PROVIDED PASSAGE —
====================

Evaluating the Effectiveness of LLMs in Detecting Security Vulnerabilities
Security vulnerabilities in modern software are prevalent and harmful. While automated vulnerability detection techniques have made promising progress, their scalability and applicability remain challenging. The remarkable performance of Large Language Models (LLMs), such as GPT-4 and CodeLlama, on code-related tasks has prompted recent works to explore if LLMs can be used to detect security vulnerabilities. In this paper, we perform a more comprehensive study by concurrently examining a higher number of datasets, languages and LLMs, and qualitatively evaluating detection performance across prompts and vulnerability classes while addressing the shortcomings of existing tools. Concretely, we evaluate the effectiveness of 16 pre-trained LLMs on 5,000 code samples—1,000 randomly selected each from five diverse security datasets. These balanced datasets encompass both synthetic and real-world projects in Java and C/C++ and cover 25 distinct vulnerability classes.

====================

PROBLEM SET —
(a) According to the abstract on LLM vulnerability detection, how many pre-trained LLMs were evaluated?
(b) Continue the abstract on LLM vulnerability detection, starting after its final sentence.
Nothing in the data is needed here.

Referring-expression pointing data
====================

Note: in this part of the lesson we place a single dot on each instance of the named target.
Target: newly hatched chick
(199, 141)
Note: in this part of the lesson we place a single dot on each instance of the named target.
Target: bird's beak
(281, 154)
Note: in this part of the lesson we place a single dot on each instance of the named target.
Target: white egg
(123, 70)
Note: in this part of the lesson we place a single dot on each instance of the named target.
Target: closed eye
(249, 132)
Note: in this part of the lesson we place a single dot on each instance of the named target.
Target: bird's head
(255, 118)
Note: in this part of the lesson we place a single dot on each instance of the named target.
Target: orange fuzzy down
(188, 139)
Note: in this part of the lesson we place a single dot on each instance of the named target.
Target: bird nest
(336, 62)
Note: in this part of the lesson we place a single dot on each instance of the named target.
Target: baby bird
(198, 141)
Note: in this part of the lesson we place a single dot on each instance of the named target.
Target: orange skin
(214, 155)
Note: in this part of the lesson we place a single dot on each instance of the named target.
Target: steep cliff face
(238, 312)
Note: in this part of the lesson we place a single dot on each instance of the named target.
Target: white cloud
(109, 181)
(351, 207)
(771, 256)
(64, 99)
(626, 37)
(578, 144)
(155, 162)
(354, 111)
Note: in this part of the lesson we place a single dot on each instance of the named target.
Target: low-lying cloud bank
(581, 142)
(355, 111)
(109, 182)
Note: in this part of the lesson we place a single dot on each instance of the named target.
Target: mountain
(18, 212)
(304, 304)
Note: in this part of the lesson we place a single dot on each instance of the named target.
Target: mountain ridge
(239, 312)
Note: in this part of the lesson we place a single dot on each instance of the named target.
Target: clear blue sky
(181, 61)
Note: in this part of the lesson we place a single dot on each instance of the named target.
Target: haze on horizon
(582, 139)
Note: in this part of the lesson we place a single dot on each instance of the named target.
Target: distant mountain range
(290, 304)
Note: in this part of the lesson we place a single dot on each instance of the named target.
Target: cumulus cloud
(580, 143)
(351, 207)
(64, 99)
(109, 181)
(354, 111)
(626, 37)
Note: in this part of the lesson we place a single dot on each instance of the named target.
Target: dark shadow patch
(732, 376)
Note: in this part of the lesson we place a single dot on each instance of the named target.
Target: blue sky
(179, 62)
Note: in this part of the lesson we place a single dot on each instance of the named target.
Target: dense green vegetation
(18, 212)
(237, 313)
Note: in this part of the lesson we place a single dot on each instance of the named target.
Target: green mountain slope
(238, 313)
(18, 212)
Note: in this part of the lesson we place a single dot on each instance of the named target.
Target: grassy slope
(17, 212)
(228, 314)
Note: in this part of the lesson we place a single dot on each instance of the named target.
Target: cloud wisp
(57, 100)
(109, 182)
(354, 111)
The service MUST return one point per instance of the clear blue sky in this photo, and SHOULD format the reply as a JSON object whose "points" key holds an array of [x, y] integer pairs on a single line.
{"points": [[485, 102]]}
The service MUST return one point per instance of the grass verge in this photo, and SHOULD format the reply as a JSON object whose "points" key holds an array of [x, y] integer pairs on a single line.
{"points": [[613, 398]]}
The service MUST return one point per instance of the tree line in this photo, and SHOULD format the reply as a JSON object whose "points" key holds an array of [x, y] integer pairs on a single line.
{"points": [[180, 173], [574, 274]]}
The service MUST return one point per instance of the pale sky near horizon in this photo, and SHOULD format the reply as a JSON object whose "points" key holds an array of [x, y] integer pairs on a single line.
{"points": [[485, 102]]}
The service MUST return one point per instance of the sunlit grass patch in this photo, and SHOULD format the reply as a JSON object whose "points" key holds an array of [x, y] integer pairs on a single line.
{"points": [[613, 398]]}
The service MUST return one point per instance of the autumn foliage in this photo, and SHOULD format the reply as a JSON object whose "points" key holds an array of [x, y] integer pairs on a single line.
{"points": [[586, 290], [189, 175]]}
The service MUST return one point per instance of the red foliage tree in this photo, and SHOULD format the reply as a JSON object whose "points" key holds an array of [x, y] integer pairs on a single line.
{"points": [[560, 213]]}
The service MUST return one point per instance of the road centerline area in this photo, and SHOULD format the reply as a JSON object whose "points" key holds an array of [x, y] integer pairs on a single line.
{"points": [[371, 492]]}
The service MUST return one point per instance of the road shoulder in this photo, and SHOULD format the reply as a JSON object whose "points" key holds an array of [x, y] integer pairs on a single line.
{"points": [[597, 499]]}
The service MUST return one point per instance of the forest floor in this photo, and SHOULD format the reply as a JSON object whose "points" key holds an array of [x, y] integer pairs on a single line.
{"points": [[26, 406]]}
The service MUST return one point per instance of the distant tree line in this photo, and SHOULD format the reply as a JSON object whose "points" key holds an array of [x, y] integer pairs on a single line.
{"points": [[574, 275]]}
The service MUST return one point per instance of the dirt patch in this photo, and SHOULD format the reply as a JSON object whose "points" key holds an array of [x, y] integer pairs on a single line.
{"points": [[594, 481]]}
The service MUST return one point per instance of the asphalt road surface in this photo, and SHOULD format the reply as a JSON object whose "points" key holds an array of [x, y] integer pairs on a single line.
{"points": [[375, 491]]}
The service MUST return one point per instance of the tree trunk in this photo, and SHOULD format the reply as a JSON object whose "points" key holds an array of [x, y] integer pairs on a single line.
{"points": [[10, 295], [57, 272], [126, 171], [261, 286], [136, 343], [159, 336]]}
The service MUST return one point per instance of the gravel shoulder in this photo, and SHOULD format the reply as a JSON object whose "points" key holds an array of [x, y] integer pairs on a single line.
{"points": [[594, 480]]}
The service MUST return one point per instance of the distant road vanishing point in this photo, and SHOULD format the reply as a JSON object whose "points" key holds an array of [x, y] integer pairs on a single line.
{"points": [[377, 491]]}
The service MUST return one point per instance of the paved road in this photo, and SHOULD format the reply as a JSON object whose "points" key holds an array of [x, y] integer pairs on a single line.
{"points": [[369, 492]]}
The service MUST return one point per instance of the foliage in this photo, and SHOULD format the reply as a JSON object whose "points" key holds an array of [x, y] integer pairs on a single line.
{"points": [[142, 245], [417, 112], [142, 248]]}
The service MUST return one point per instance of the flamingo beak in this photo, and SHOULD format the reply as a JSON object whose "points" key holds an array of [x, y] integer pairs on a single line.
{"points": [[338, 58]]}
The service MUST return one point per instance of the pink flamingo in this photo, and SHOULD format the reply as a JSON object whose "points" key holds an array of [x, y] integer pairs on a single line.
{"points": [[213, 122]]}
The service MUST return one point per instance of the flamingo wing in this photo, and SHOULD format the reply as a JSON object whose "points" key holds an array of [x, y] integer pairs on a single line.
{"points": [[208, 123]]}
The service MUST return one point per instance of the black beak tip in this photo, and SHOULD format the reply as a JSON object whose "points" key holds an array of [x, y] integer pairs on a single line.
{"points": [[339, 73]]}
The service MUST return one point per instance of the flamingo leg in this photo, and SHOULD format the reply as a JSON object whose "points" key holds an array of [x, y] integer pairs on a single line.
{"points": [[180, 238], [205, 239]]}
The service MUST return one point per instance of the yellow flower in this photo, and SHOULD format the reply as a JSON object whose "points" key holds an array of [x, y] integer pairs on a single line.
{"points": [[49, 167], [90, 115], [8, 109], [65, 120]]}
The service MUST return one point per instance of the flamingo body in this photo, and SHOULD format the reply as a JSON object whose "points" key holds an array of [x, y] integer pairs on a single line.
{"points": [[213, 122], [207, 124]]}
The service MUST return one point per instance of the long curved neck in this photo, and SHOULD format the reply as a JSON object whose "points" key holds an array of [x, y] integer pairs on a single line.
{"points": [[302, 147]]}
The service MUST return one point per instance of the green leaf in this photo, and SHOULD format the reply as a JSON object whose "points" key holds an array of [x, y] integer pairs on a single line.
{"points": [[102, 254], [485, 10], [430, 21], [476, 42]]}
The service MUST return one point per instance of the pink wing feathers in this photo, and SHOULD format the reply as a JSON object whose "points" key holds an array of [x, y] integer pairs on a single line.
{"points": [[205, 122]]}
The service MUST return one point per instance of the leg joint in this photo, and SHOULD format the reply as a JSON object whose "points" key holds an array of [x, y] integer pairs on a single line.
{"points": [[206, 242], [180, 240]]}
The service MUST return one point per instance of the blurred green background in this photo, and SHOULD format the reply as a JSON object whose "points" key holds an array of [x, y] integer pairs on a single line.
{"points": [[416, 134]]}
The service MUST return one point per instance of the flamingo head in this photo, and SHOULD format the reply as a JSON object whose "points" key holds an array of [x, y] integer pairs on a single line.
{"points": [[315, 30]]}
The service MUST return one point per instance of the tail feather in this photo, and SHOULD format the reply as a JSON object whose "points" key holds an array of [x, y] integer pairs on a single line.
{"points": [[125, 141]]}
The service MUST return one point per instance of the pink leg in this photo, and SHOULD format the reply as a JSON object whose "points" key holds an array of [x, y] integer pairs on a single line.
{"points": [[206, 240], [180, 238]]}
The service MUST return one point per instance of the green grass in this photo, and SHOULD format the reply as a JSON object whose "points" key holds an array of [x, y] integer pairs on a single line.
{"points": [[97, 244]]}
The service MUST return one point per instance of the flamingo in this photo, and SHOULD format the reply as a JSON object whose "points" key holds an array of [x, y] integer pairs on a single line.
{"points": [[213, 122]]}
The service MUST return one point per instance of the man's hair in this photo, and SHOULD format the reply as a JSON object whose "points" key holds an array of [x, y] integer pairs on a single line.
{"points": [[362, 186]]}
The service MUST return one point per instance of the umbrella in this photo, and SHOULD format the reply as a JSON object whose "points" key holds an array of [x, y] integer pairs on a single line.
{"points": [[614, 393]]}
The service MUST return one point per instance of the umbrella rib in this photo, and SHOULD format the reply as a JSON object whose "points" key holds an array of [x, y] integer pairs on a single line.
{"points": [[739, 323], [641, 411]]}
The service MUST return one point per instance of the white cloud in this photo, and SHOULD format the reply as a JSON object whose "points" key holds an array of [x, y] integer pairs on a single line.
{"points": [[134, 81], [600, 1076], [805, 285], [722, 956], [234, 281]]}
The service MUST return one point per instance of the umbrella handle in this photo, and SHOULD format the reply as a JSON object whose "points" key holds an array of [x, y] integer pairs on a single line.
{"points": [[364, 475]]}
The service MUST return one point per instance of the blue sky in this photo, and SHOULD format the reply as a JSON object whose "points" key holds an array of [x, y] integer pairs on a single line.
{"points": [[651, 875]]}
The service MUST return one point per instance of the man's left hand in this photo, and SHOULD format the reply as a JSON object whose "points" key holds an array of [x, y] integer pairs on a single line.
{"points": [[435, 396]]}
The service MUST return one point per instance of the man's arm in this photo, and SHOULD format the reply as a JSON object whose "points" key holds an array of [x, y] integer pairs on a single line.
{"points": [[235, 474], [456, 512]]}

====================

ANSWERS TO THE EXERCISE —
(a) 16 pre-trained LLMs.

(b)
Overall, LLMs across all scales and families show modest effectiveness in end-to-end reasoning about vulnerabilities, obtaining an average accuracy of 62.8% and F1 score of 0.71 across all datasets. They are significantly better at detecting vulnerabilities that typically only need intra-procedural analysis, such as OS Command Injection and NULL Pointer Dereference. Moreover, they report higher accuracies on these vulnerabilities than popular static analysis tools, such as CodeQL.
We find that advanced prompting strategies that involve step-by-step analysis significantly improve performance of LLMs on real-world datasets in terms of F1 score (by upto 0.18 on average). Interestingly, we observe that LLMs show promising abilities at performing parts of the analysis correctly, such as identifying vulnerability-related specifications (e.g., sources and sinks) and leveraging natural language information to understand code behavior (e.g., to check if code is sanitized). We expect our insights to guide future work on LLM-augmented vulnerability detection systems.